Extracted data entries
□ □ □ □ □

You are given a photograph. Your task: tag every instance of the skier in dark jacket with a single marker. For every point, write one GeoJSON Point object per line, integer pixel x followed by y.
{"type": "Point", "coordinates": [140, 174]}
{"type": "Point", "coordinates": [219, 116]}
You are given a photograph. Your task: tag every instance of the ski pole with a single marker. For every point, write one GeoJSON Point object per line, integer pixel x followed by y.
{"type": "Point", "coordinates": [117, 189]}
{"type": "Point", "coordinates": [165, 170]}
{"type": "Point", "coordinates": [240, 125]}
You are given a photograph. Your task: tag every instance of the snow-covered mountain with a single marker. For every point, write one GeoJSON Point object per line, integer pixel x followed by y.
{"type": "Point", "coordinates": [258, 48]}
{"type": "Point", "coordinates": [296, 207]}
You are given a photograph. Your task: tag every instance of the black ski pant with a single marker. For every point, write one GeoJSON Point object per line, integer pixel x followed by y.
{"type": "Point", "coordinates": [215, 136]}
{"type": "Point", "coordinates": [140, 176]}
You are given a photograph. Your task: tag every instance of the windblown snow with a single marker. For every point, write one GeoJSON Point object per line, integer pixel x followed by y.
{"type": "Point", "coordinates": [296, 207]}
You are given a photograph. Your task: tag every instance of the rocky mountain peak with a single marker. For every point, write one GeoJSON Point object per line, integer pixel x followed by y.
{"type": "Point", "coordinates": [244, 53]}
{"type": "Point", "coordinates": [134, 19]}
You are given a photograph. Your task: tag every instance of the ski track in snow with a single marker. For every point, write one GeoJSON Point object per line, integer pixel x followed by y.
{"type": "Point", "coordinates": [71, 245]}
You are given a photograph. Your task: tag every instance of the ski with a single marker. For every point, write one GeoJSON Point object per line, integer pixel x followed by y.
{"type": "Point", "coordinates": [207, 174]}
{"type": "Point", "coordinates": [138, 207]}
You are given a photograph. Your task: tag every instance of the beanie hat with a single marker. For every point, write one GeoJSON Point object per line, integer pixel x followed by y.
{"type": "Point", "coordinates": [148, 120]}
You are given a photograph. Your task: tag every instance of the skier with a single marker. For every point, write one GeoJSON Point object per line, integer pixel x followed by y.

□ □ □ □ □

* **Task description**
Starting at the line with "the ski with", copy each line through the end of the data, both ends included, and give nothing else.

* **Exercise response**
You are given a photograph. Your task: tag every instance of the ski with a single marker. For every point, write one GeoJSON Point object per line, integer pixel x followed by y.
{"type": "Point", "coordinates": [207, 174]}
{"type": "Point", "coordinates": [138, 207]}
You are given a photograph. Your task: tag every instance of the beanie hat with a single marker. For every point, write one GeoJSON Point object per line, integer pixel x followed by y.
{"type": "Point", "coordinates": [148, 120]}
You are given a photograph. Your task: tag every instance of the skier with a single marker. For every point, write one GeoJSON Point object per line, integer pixel x followed by y.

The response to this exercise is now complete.